◆ AVAILABLE RECORDS
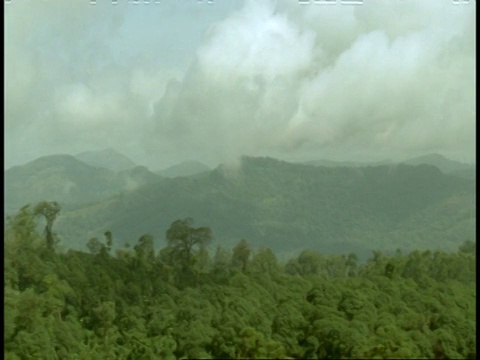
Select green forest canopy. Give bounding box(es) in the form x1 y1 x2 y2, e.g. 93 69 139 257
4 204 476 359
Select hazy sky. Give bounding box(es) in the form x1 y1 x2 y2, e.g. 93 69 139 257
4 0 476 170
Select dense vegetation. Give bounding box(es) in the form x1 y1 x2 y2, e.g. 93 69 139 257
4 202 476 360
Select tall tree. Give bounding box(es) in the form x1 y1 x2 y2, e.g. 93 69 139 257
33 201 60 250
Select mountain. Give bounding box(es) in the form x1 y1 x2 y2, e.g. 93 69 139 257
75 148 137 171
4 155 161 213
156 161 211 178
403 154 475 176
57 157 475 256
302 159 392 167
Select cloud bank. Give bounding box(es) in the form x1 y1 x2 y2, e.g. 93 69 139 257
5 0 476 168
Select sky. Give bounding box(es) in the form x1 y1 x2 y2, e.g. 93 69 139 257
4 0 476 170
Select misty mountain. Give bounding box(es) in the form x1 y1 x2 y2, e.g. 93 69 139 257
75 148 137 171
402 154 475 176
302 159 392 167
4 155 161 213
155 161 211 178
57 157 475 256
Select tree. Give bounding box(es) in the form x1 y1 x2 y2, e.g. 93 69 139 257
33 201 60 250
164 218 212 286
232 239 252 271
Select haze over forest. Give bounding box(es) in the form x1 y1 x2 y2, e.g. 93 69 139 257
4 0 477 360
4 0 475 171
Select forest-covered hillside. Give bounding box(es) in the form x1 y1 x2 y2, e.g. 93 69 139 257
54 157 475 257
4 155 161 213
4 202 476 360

◆ AIM OF THE TASK
Set out every line of the entries above as a numbered list, skipping any blank lines and leaving out the pictures.

◆ RIGHT ANSWER
1. Select green forest canopy. Give bounding box(es) in the form x1 y1 x2 y2, e.g. 93 69 139 257
2. 4 204 476 359
3. Select hazy sky. Give bounding box(es) in the form x1 y1 x2 y2, e.g. 93 69 139 257
4. 4 0 476 170
5. Select dense vegetation. Give bounding box(es) in the form x1 y1 x2 y2, e.g. 93 69 139 257
6. 4 202 476 360
7. Select tall tree. Give bounding box(es) in the form x1 y1 x2 y2, e.g. 93 69 139 257
8. 33 201 60 250
9. Select mountain. Give bounding box(es) in the form x1 y1 x2 y2, e.g. 93 69 139 257
10. 75 148 137 171
11. 4 155 161 213
12. 156 161 211 178
13. 403 154 475 176
14. 57 157 475 256
15. 302 159 392 167
16. Select cloud bank. Give bounding box(es) in the form x1 y1 x2 y2, e.g. 93 69 139 257
17. 5 0 476 168
18. Select sky. Give bounding box(es) in the form x1 y1 x2 y2, e.g. 93 69 139 257
19. 4 0 476 170
20. Select misty mountain. Give bounding box(es) in the form x1 y1 x2 y2, e.g. 93 69 139 257
21. 75 148 137 171
22. 402 154 475 176
23. 302 159 392 167
24. 4 155 161 213
25. 155 161 211 178
26. 57 157 475 256
27. Select tree. Give bounding box(es) in the form x1 y1 x2 y2, e.g. 93 69 139 257
28. 33 201 60 250
29. 164 218 212 286
30. 232 239 252 271
31. Select haze over forest. Give bounding box(es) in the form x1 y1 x2 y2, e.g. 93 69 139 257
32. 4 0 477 360
33. 4 0 475 171
34. Select forest-covered hillside. Give bounding box(es) in the form x1 y1 x2 y2, e.g. 93 69 139 257
35. 54 157 475 257
36. 4 155 161 213
37. 4 202 476 360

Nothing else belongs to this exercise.